Kedua, partai politik harus dibersihkan dari praktik oligarki dan nepotisme. Aturan internal partai harus menjamin keterbukaan rekrutmen, pembatasan jabatan, dan penguatan kaderisasi yang meritokratis. Negara harus mendorong audit publik atas keuangan partai dan proses seleksi calon.

Ketiga, reformasi hukum adalah kunci. Mahkamah Konstitusi dan lembaga yudikatif lainnya harus benar-benar independen dan tidak boleh dikendalikan oleh penguasa. Sanksi berat harus dijatuhkan pada pelanggaran etika dan konflik kepentingan.

Rebut Kembali Demokrasi Kita
Demokrasi yang tidak adil lebih berbahaya dari kediktatoran. Demokrasi palsu menipu lebih banyak orang, lebih lama, dan lebih menyakitkan. Jika rakyat tidak segera bangkit dan melawan sistem yang bobrok, maka masa depan Indonesia hanya akan diisi oleh mereka yang mewarisi kuasa, bukan yang memperjuangkannya.

### DATA YANG DISEDIAKAN
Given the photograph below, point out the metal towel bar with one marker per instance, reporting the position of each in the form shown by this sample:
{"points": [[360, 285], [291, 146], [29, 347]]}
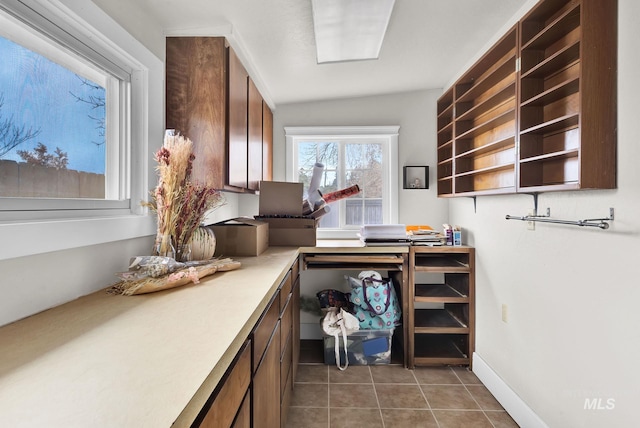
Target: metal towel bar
{"points": [[591, 222]]}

### TUGAS YANG DIBERIKAN
a. Jawablah pertanyaan berikut berdasarkan kutipan teks tentang demokrasi.
(i) Apa yang harus didorong oleh negara terkait partai politik?
(ii) Lembaga apa yang disebut secara khusus harus benar-benar independen?
(iii) Apa yang dinyatakan lebih berbahaya dari kediktatoran?
b. Tuliskan kembali bagian kutipan teks tentang demokrasi di antara "Ketiga, reformasi hukum" dan "dan konflik kepentingan.", termasuk kedua bagian tersebut.
Gunakan hanya kutipan teks sebagai dasar jawaban.

### JAWABAN LENGKAP
a.
(i) Audit publik atas keuangan partai dan proses seleksi calon.
(ii) Mahkamah Konstitusi, bersama lembaga yudikatif lainnya.
(iii) Demokrasi yang tidak adil.

b.
Ketiga, reformasi hukum adalah kunci. Mahkamah Konstitusi dan lembaga yudikatif lainnya harus benar-benar independen dan tidak boleh dikendalikan oleh penguasa. Sanksi berat harus dijatuhkan pada pelanggaran etika dan konflik kepentingan.